== Segment start ==

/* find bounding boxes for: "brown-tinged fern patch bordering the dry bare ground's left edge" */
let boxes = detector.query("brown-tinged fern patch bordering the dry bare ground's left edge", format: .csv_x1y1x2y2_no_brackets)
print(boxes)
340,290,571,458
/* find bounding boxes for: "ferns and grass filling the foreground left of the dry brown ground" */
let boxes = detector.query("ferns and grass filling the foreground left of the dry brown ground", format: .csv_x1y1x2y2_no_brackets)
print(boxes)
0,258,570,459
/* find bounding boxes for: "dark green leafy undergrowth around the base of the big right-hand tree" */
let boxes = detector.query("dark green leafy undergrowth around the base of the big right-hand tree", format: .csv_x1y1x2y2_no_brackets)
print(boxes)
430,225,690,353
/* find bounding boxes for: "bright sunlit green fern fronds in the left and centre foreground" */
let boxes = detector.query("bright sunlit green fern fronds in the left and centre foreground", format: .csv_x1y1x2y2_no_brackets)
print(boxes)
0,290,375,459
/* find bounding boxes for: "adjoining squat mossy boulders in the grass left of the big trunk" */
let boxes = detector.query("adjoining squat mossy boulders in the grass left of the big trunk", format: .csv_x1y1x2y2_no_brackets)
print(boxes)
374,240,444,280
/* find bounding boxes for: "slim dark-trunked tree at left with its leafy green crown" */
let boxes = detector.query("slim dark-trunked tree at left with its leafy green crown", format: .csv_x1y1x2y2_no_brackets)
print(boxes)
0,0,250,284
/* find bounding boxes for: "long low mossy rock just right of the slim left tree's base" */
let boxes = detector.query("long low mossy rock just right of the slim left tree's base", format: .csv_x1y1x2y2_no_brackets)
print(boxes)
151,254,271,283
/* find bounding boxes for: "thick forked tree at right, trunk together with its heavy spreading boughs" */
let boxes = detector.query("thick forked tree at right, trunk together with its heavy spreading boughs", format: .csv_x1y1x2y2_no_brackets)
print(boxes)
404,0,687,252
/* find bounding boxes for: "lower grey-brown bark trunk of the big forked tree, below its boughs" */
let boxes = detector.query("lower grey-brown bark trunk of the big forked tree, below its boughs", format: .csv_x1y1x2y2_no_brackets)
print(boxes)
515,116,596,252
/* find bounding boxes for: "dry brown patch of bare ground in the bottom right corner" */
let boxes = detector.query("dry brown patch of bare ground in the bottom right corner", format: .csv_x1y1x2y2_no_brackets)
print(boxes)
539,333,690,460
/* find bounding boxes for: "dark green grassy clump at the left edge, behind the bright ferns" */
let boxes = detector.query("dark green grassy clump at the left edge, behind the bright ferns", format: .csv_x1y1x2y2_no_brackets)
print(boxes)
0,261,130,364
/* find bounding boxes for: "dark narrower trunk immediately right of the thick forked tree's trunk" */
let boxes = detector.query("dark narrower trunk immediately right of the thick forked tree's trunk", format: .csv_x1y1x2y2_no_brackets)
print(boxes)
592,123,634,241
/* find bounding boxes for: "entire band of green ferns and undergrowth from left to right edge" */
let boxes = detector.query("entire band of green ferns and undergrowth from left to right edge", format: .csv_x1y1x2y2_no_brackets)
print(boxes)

== Segment end ==

### Exercise instructions
Read the records above. Show each line that has the string "base".

### Answer to this exercise
/* find bounding boxes for: "dark green leafy undergrowth around the base of the big right-hand tree" */
let boxes = detector.query("dark green leafy undergrowth around the base of the big right-hand tree", format: .csv_x1y1x2y2_no_brackets)
/* find bounding boxes for: "long low mossy rock just right of the slim left tree's base" */
let boxes = detector.query("long low mossy rock just right of the slim left tree's base", format: .csv_x1y1x2y2_no_brackets)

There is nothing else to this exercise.